▸ Tarea asignada a
Reúne cada línea de los registros que contenga la palabra "palm".

▸ Fragmento seleccionado
Y me puse á pensar, mientras seguíamos conversando, que otra cita le encajaría á mi amigo.

Porque el lector se habrá percatado ya de que en esta conversación uno de mis principales objetos era irle colocando á mi interlocutor unos cuantos pasajes que me habían llamado especialmente la atención en mis recientes lecturas. Y, así llevaba yo de tal modo la conversación, contando siempre, claro está, con la complacencia de mi amigo, que fuera á recaer precisamente en los tópicos correspondientes á las citas que tenía de antemano aparejadas.

Y aquí podría citar aquel famosísimo cantar popular que citó una vez en nuestro parlamento el gran erudito y apreciable estadista D. Práxedes Mateo Sagasta cuando citó:

Tengo unas calabazas

puestas al humo,

al primero que pase,

se las emplumo.

▸ Tarea asignada b
Según el fragmento, ¿quién citó una vez en el parlamento aquel famosísimo cantar popular?

▸ Registros de datos
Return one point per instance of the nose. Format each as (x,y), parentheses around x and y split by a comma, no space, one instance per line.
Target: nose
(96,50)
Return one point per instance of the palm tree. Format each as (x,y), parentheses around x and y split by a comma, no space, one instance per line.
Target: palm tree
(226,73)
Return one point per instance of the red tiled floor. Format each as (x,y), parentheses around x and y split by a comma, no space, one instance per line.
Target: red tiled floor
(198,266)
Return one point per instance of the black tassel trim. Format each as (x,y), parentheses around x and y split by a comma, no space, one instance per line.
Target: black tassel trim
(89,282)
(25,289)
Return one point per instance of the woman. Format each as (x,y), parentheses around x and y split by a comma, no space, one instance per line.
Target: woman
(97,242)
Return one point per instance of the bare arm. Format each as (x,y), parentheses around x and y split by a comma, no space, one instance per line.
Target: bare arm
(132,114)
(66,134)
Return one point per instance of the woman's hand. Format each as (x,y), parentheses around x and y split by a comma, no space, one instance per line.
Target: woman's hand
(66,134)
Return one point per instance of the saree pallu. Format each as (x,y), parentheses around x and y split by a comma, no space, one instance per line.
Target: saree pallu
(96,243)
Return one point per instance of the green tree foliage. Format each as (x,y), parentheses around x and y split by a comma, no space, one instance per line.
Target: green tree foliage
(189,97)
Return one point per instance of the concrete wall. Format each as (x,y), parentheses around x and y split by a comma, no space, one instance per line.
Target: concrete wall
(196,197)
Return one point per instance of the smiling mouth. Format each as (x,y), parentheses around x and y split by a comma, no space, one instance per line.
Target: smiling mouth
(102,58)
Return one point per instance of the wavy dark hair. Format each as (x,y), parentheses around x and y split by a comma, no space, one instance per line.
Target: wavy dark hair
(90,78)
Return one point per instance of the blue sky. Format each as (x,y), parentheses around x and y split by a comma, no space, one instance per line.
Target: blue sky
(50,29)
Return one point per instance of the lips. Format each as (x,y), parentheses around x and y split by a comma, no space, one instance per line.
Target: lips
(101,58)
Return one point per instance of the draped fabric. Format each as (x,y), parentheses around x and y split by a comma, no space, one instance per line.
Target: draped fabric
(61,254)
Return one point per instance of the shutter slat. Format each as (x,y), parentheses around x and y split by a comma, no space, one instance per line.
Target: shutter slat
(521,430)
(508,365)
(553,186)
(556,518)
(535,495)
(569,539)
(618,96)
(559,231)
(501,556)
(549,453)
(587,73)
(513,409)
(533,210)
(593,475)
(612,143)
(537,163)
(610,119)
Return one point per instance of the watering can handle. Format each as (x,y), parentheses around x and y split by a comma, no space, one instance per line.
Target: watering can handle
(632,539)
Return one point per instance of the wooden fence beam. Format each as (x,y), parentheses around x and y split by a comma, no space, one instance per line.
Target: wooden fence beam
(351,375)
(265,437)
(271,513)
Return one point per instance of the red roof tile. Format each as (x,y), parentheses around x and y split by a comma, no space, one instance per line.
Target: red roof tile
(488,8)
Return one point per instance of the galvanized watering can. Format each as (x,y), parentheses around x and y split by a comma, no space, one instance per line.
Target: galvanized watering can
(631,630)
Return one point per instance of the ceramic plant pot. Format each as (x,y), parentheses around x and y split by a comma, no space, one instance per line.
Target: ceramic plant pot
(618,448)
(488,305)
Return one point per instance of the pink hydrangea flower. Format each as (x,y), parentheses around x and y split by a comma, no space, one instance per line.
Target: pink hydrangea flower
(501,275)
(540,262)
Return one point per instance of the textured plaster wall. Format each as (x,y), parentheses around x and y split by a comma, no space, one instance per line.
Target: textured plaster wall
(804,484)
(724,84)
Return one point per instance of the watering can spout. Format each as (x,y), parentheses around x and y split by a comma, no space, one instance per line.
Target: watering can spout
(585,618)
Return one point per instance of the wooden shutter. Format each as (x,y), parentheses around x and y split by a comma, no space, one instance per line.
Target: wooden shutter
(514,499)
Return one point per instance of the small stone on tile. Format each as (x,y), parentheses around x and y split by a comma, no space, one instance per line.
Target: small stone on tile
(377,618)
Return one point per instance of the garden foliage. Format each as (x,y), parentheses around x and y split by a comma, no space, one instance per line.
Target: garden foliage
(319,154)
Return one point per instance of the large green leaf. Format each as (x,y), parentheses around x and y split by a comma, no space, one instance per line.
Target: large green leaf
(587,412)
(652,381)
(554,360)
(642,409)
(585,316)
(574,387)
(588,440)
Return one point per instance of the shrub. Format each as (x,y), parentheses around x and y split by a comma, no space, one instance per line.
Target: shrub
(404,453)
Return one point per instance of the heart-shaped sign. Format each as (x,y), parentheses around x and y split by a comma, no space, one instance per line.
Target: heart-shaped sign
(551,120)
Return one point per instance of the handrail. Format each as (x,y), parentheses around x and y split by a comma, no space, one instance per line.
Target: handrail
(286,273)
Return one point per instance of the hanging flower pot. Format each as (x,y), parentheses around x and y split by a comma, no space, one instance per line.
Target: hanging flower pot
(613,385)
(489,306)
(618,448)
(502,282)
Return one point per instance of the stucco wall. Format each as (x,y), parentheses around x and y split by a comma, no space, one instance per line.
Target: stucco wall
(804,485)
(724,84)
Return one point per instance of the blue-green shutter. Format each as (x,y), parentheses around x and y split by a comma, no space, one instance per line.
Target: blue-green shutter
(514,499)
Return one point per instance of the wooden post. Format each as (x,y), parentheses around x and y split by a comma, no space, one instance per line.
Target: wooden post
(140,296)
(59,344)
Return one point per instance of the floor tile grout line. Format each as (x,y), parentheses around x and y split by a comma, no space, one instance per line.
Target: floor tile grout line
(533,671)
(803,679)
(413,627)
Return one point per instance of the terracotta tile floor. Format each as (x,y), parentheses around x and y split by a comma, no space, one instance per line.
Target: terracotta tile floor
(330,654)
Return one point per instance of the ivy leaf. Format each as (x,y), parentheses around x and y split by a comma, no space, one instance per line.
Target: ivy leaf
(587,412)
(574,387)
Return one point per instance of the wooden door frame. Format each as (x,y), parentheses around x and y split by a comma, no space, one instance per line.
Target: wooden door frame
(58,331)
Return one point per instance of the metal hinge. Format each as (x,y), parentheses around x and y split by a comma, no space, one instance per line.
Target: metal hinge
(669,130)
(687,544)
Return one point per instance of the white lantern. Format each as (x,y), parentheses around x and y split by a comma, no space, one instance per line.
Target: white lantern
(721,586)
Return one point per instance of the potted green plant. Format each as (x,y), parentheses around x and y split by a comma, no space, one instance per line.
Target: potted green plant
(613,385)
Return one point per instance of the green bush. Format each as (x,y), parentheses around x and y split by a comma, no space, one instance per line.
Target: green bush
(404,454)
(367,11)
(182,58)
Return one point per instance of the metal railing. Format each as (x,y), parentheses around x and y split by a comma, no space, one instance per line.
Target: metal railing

▸ Respuesta del ejercicio a
Return one point per instance of the palm tree. Format each as (x,y), parentheses around x and y split by a comma, no space, one instance per line.
Target: palm tree

▸ Respuesta del ejercicio b
D. Práxedes Mateo Sagasta.